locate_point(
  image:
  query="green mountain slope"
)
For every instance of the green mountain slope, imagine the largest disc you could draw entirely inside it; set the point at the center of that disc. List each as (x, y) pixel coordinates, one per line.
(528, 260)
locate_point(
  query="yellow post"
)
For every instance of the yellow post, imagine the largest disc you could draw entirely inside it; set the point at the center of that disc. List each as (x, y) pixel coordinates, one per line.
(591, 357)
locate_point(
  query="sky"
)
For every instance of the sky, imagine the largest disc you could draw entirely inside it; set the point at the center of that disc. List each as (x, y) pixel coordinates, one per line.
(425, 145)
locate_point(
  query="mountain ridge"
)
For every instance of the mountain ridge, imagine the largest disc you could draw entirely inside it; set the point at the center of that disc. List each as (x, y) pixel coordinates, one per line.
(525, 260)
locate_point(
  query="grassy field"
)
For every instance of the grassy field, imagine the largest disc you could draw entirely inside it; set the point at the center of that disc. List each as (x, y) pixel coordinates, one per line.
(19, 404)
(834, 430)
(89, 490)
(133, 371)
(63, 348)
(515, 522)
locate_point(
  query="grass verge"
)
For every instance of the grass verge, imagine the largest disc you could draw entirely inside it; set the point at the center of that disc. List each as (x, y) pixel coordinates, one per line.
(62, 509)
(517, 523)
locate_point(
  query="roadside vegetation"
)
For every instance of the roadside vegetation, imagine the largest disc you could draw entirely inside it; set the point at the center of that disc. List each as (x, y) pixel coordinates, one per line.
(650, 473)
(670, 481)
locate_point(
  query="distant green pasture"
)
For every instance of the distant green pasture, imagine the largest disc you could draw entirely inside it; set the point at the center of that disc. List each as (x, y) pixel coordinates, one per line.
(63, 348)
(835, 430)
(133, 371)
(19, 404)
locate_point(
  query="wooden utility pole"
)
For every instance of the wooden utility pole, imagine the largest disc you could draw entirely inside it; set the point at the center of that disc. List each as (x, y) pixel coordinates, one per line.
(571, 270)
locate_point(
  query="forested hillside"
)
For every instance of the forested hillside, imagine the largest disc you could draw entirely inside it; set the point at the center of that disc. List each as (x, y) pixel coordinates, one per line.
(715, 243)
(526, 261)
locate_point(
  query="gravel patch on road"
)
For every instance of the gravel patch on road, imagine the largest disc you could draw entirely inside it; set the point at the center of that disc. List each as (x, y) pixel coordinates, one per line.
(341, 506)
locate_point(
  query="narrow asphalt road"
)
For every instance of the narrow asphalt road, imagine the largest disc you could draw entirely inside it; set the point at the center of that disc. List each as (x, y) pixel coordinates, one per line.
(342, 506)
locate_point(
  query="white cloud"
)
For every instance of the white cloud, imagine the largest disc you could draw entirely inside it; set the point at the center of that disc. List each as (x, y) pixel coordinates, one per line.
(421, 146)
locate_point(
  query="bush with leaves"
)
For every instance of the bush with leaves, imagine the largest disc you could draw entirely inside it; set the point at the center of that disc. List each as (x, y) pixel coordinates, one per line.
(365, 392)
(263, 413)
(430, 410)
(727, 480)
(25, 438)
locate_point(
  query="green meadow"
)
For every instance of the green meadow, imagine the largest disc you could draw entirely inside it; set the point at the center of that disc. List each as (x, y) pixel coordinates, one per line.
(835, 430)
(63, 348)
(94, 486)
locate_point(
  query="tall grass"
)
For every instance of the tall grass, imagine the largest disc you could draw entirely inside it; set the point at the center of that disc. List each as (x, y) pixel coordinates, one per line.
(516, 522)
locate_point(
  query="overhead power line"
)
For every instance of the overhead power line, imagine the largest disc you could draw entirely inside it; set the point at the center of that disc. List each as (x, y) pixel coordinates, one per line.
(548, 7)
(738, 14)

- [DIRECTIVE]: Restate each entry exactly, skipping none.

- [EXERCISE OUTPUT]:
locate_point(
  image:
  query="green mountain slope"
)
For every instance of the green mountain slope, imagine the largest disc you could draw entirely inside it; set the point at the center of that disc. List each as (x, y) pixel coordinates, one per line.
(528, 260)
locate_point(
  query="yellow post"
)
For every instance of the yellow post, imagine the largest disc you could draw entirely inside it; set the point at the center of that disc. List each as (x, y) pixel coordinates, one per line.
(591, 357)
locate_point(
  query="sky"
)
For every instance of the sky, imagine the largest disc you could draw entirely inside it; set the point at the center of that disc. List each as (x, y) pixel coordinates, one per line.
(425, 145)
locate_point(
  query="mountain ridge"
)
For every instance of the mountain ridge, imagine the largest disc you could draw entirely inside it; set the point at the center of that disc. List each as (x, y) pixel coordinates, one per line.
(525, 260)
locate_point(
  query="grassy field"
)
For every instance of the grassy field, imagine the largest disc you could draw entirely inside it; set the point at the center of that disc. List each as (x, y) pixel coordinates, one per line.
(19, 404)
(834, 430)
(89, 490)
(133, 371)
(63, 348)
(515, 522)
locate_point(
  query="grass verge"
)
For every instance of the grass verge, imagine the largest disc you could draw entirely inside it; set the point at the center of that disc. List each as (x, y) pixel coordinates, one per line.
(62, 509)
(517, 523)
locate_point(
  query="roadside vegetation"
)
For every instance of the roadside vegetation, imagine the largest disc you could draw entirely inside it; set the point at the center of that disc. List each as (x, y) pixel coordinates, one per line.
(650, 473)
(670, 481)
locate_point(
  query="distant green pasture"
)
For every instance of the distant green pasture, imagine the largest disc you could draw entirely inside it; set the point at the center of that disc. List each as (x, y) pixel coordinates, one per line.
(63, 348)
(835, 430)
(133, 371)
(19, 404)
locate_point(
  query="wooden utility pole"
)
For every instance of the wooden utility pole, imagine the largest disc you could draw entirely inside it; set the point at the center of that disc. List each as (x, y) pixel coordinates, one per line.
(571, 270)
locate_point(
  query="forested hillside"
)
For every instance of the forested hillside, imagine the largest disc you could draw entirely inside it; set the point at the center of that disc. List each as (x, y) pixel coordinates, one per line.
(715, 243)
(526, 261)
locate_point(
  query="gravel patch on road"
)
For every instance of the gravel patch on road, imagine the largest disc you could draw entirely inside it; set the point at the center of that disc. List each as (x, y) pixel coordinates, one per line.
(341, 506)
locate_point(
  query="narrow asphalt road"
)
For every instance of the narrow asphalt road, imagine the largest disc you could draw entirely inside it; set the point at the center of that disc. List each as (x, y) pixel coordinates, one per line.
(342, 506)
locate_point(
  query="white cloud"
)
For every instance of the white cloud, imagine the largest disc you could draw entirely inside it; set the point at the center of that disc. List each as (x, y) pixel coordinates, one per line.
(421, 146)
locate_point(
  query="bush with leaves"
)
For every instance of the bush with leaves, imagine the largest disc you could draw entirely inside it; set the point at the center of that disc. List each as (x, y) pixel coordinates, one per line.
(365, 392)
(263, 413)
(430, 410)
(727, 480)
(25, 438)
locate_point(
  query="green meadow"
)
For every instance of the green meadow, imagine the largest disc you could draw entirely inside it; set the point at the center of that disc. List each as (x, y) pixel coordinates, one per line.
(835, 430)
(63, 348)
(94, 486)
locate_point(
  query="tall grass"
)
For every instance of the tall grass, imagine the largest disc you could draw entirely inside it; set the point at the center of that disc. List each as (x, y) pixel coordinates, one per line.
(516, 522)
locate_point(
  query="overhead power line"
)
For every instance of the overhead power line, imagine the largest disc you could draw entirely inside it; set the point at the center of that disc. List each as (x, y) pixel coordinates, one per line.
(548, 7)
(738, 14)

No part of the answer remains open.